(Records drawn from a dataset)

━━━━━━━━

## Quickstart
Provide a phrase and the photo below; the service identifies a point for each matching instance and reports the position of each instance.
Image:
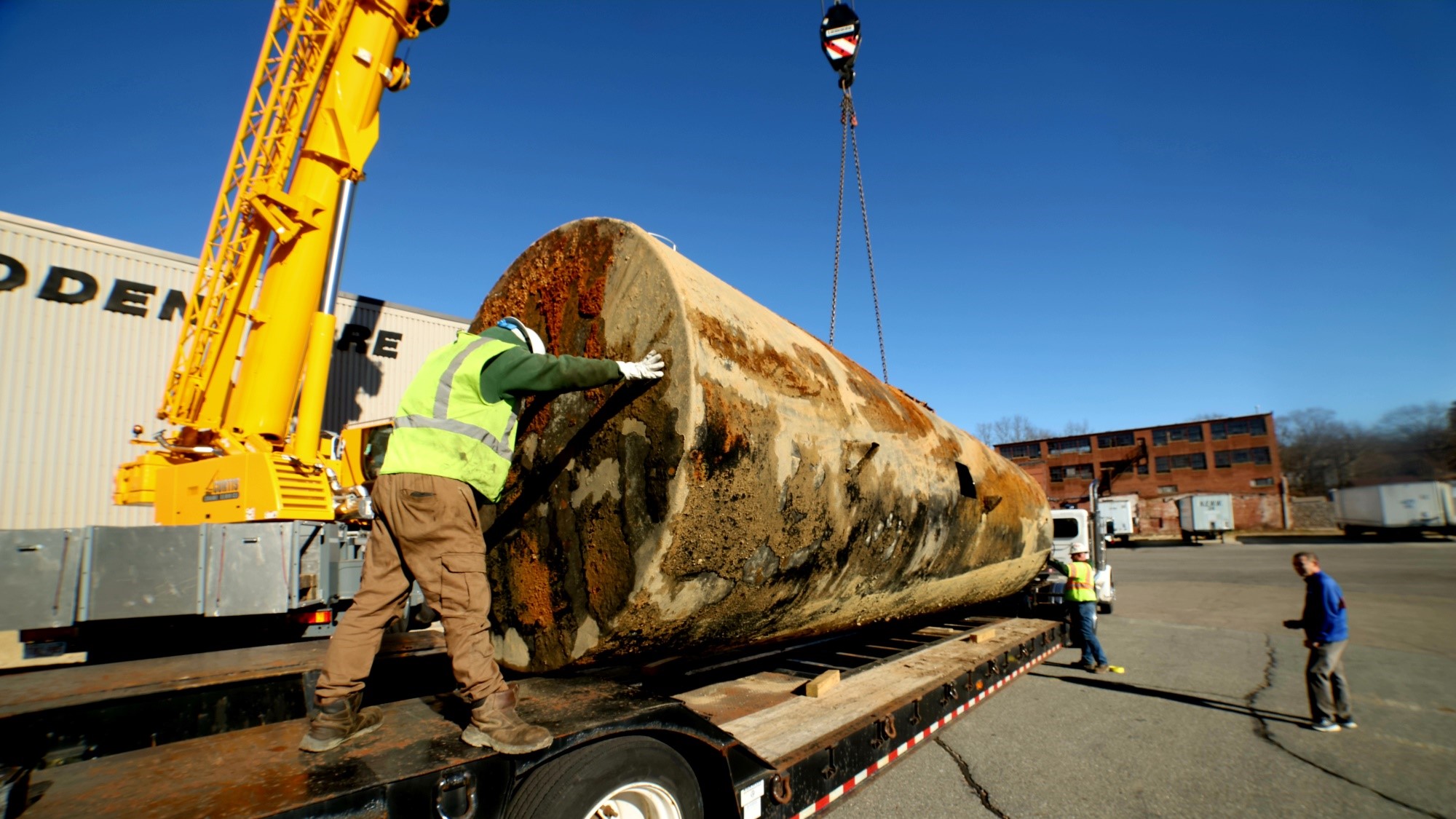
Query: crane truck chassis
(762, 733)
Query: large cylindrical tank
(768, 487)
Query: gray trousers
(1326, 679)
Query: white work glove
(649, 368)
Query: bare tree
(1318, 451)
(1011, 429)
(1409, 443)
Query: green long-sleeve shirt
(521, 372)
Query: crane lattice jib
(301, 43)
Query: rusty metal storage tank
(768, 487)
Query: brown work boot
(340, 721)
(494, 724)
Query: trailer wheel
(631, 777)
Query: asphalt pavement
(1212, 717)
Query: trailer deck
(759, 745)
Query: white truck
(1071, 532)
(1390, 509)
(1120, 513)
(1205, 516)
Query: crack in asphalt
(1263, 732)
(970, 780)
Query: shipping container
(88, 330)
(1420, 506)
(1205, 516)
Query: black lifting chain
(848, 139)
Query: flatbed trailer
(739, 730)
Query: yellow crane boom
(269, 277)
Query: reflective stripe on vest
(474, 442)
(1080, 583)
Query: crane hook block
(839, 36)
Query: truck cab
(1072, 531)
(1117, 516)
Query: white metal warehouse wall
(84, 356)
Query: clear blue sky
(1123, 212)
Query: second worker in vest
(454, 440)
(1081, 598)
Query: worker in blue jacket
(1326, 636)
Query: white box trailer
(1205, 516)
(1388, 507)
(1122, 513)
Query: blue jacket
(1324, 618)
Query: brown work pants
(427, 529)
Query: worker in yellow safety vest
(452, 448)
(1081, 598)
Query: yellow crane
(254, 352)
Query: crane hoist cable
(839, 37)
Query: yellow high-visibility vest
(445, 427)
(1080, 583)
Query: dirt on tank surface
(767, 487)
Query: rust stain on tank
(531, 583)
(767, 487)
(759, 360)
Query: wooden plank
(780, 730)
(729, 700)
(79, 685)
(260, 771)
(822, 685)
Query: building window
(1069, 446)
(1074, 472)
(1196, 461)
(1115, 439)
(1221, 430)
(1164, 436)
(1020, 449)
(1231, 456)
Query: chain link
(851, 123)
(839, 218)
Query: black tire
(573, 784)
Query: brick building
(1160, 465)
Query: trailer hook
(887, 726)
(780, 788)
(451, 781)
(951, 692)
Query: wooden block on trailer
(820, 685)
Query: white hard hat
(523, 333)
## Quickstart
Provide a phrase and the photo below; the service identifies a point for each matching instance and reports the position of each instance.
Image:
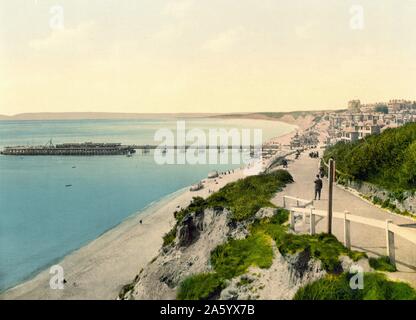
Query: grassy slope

━━━━━━━━

## WHAT YOU ARE ASKED TO DO
Only the lines from the one with "Query: white hard hat" through the final line of the entries above are to be repeated, exactly as written and without pictures.

## TASK SOLUTION
Query: white hard hat
(523, 333)
## Quickstart
Provide a phrase and the photo below; the service identifies a point for each matching instance and reports the position of each instance.
Image:
Query: grassy slope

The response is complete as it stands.